» Your instructions
Identify every line in the records that contains the word "headscarf", matching case exactly, and copy each such line.

━━━ Dataset records ━━━

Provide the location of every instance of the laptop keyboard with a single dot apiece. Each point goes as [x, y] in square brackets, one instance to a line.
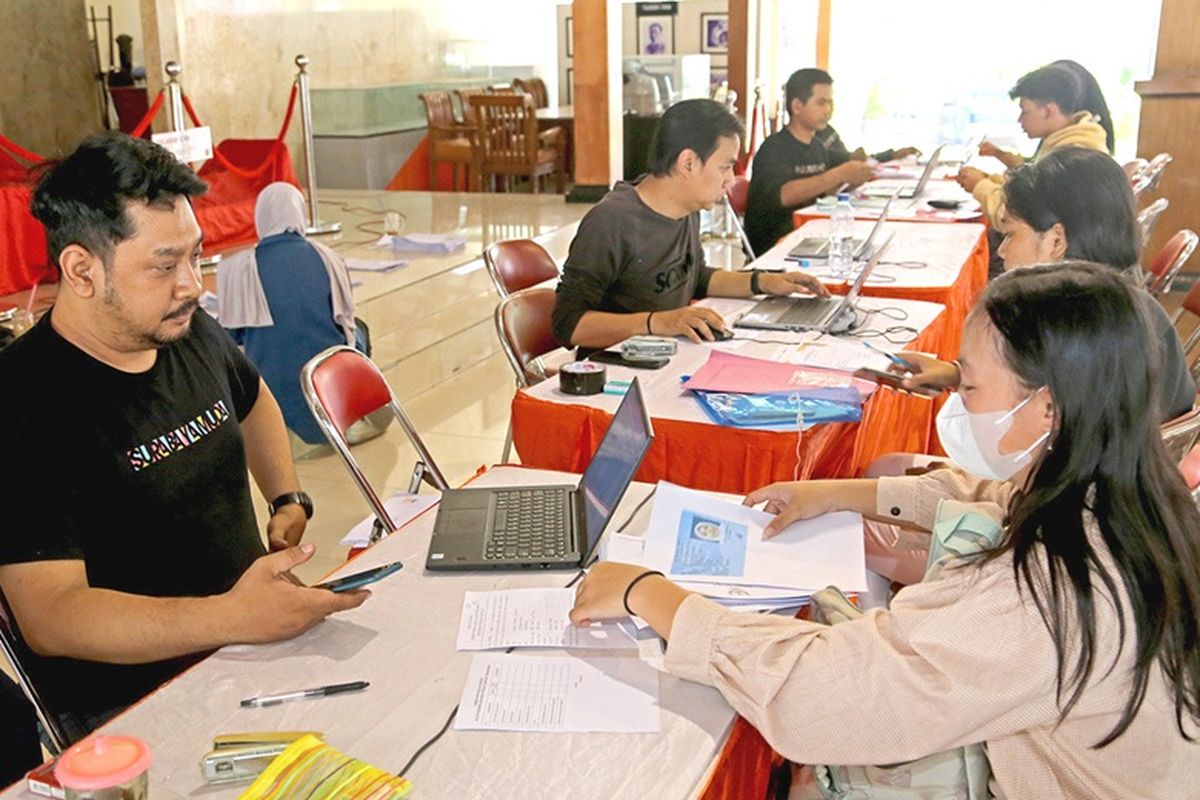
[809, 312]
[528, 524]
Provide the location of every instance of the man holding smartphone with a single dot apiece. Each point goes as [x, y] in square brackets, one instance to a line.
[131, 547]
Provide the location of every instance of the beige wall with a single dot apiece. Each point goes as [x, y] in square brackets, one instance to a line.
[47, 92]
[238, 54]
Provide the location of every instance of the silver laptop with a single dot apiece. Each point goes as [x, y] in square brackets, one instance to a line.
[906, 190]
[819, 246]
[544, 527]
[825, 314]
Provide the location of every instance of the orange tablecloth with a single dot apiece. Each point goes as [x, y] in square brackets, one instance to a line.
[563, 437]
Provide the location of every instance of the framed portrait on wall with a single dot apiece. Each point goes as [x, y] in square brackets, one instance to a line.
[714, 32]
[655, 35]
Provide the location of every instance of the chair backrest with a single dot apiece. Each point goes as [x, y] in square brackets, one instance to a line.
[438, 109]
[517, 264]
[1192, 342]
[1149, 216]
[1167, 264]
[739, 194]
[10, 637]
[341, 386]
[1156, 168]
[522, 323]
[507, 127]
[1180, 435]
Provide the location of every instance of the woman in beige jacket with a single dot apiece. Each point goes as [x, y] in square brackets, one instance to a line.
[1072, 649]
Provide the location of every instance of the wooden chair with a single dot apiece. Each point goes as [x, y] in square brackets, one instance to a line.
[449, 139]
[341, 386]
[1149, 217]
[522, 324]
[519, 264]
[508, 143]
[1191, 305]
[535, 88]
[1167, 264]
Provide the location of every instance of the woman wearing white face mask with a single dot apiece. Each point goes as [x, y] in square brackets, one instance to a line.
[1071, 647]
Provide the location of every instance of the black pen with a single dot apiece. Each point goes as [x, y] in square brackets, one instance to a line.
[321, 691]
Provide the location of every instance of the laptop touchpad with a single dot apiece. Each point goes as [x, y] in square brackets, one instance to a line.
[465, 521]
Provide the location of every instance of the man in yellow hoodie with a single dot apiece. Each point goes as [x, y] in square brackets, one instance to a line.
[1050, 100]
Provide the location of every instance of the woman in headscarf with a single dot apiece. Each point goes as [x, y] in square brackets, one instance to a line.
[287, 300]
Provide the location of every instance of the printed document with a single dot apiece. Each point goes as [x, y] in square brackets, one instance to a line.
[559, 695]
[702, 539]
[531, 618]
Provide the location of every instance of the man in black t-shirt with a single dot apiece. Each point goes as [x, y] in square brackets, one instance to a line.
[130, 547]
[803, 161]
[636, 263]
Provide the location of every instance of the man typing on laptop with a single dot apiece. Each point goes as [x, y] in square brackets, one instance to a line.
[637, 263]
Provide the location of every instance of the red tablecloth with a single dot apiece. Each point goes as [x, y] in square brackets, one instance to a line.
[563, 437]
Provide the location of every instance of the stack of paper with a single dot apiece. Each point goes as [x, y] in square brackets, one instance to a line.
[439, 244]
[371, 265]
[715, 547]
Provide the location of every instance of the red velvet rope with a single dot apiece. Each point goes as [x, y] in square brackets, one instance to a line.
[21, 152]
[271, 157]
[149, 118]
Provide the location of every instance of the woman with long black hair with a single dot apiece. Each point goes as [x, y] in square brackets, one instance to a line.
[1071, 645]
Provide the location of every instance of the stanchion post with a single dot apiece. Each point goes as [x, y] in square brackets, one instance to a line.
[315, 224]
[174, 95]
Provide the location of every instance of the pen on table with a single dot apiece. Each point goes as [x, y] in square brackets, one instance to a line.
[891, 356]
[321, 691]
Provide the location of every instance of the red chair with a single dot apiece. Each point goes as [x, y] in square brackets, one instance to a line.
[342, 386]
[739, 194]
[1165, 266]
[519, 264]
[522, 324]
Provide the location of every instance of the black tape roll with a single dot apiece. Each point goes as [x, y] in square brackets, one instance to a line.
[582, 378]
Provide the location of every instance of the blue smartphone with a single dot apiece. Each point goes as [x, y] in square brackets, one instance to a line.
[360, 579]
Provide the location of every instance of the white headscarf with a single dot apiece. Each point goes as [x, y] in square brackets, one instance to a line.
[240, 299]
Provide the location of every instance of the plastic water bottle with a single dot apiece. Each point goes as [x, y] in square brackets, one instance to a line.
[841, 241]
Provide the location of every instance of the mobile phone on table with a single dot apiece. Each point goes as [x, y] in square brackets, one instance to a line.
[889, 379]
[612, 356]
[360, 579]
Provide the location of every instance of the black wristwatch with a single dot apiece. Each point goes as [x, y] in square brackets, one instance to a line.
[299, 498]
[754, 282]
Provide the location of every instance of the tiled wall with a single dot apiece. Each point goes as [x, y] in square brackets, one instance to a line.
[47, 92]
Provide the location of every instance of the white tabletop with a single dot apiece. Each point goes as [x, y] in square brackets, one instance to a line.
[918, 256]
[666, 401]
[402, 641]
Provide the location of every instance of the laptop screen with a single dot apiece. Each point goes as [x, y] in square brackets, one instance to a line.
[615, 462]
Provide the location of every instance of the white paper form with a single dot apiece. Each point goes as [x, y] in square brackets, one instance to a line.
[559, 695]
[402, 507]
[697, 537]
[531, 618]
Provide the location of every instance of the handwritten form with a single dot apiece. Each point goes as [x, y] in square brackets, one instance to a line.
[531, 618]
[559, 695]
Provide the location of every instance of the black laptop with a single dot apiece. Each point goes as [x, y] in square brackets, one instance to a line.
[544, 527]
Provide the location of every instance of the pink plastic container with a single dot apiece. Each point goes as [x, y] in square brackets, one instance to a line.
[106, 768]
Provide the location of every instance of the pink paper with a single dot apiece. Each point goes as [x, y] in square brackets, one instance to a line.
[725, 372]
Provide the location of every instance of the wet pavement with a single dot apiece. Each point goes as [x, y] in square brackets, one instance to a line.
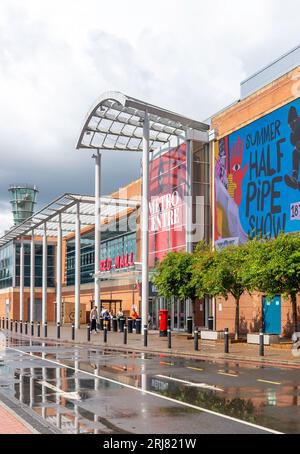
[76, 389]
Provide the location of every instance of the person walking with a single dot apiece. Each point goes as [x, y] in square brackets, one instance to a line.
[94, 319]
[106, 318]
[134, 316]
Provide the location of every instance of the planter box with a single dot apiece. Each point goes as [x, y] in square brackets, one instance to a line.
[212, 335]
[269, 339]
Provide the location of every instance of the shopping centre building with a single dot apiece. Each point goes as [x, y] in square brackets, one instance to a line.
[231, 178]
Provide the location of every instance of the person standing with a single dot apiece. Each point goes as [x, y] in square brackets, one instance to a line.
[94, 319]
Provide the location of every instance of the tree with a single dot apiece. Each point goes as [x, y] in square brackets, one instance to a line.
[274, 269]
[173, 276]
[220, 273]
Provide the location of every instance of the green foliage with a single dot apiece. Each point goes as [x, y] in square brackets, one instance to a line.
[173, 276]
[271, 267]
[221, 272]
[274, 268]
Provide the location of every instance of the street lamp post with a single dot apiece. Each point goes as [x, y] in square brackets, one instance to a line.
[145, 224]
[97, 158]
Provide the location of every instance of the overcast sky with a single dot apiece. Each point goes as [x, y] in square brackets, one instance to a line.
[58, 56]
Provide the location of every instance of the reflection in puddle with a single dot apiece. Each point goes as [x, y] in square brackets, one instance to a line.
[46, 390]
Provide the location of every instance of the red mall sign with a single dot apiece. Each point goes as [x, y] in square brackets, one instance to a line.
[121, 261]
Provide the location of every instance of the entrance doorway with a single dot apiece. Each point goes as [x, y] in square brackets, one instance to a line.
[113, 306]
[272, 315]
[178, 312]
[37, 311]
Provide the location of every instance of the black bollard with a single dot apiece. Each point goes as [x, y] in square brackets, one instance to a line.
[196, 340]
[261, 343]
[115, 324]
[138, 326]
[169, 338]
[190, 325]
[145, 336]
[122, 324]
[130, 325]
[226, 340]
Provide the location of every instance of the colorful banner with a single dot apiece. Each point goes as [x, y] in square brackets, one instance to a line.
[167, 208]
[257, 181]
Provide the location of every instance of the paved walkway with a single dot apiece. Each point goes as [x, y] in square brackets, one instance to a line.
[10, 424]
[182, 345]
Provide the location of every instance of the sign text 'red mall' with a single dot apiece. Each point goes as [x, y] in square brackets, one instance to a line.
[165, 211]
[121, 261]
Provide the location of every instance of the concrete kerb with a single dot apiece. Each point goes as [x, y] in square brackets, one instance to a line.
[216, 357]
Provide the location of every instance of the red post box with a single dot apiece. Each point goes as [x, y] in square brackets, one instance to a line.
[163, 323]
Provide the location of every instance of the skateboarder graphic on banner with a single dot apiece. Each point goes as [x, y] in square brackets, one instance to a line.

━━━
━━━ Dataset records ━━━

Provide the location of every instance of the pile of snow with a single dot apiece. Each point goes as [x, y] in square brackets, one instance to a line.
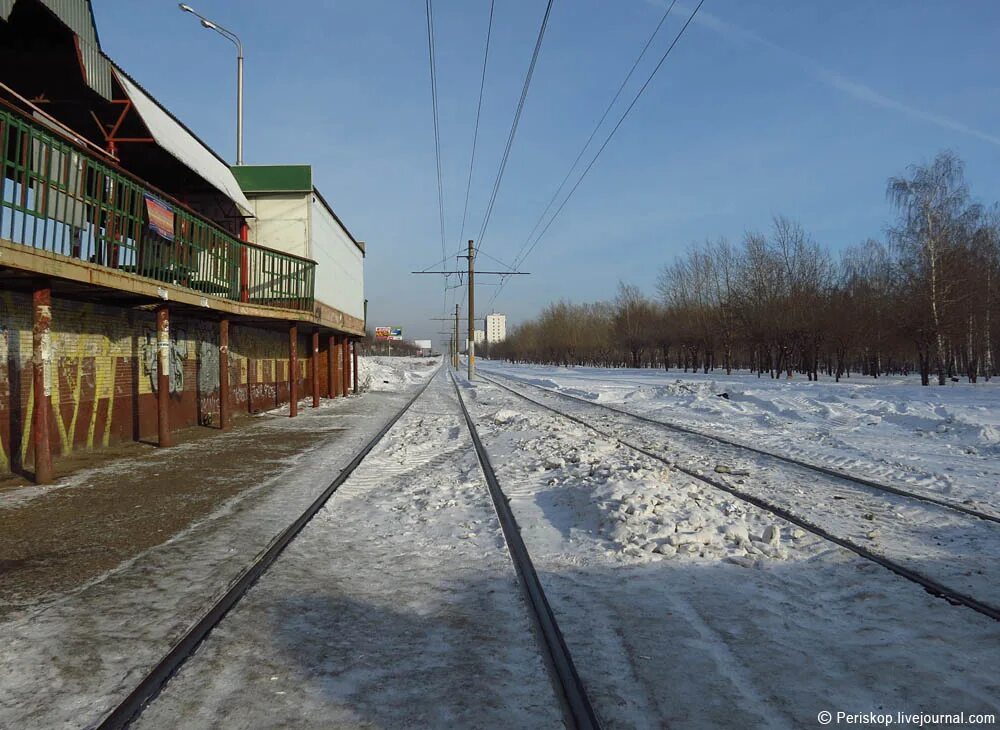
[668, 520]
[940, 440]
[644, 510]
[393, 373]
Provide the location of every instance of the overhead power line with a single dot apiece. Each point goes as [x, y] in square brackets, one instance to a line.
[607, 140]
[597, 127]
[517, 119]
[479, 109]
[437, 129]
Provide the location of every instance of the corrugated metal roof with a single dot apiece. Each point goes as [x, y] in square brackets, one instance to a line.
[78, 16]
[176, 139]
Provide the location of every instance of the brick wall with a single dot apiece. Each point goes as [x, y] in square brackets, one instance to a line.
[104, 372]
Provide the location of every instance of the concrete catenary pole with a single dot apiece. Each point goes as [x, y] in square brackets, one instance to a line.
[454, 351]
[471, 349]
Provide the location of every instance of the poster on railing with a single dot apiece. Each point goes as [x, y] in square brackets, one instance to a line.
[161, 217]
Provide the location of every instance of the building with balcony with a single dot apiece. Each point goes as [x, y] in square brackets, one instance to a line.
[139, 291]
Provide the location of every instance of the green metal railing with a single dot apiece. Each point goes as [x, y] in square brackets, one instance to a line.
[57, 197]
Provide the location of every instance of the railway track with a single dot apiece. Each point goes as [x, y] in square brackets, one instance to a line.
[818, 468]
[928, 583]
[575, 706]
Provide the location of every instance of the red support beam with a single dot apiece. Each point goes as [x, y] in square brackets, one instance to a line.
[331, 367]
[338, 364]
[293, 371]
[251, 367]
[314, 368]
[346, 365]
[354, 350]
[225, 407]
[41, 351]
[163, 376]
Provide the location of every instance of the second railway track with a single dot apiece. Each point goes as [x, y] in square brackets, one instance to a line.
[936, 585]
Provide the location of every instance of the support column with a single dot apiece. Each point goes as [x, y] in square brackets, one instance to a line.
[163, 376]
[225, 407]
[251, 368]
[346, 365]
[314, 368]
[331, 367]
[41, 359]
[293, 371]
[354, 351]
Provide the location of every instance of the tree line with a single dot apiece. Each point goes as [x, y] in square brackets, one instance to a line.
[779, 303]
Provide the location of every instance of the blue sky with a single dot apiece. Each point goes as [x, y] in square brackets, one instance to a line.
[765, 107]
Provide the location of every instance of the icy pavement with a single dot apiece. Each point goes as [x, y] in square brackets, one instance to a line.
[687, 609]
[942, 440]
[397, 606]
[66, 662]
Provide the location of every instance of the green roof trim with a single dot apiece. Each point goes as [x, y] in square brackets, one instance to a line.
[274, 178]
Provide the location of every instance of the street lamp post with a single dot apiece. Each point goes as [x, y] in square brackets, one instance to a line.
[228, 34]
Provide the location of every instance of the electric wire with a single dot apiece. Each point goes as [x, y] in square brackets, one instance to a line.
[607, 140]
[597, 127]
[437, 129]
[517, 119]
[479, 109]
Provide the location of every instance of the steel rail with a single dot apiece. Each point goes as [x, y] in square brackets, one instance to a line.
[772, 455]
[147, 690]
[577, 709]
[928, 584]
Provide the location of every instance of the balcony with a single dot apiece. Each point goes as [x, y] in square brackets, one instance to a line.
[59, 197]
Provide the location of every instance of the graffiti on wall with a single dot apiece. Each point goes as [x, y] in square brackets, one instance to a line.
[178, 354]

━━━

» Full solution
Provide the location of every instance of the woman in headscarf with a single dot apiece. Each point goes as [x, y] in square brackets, one instance to a line.
Provide the location of every instance of the white headscarf with a single dot apiece. Each point goes as [x, y] in square brackets, one instance to a line.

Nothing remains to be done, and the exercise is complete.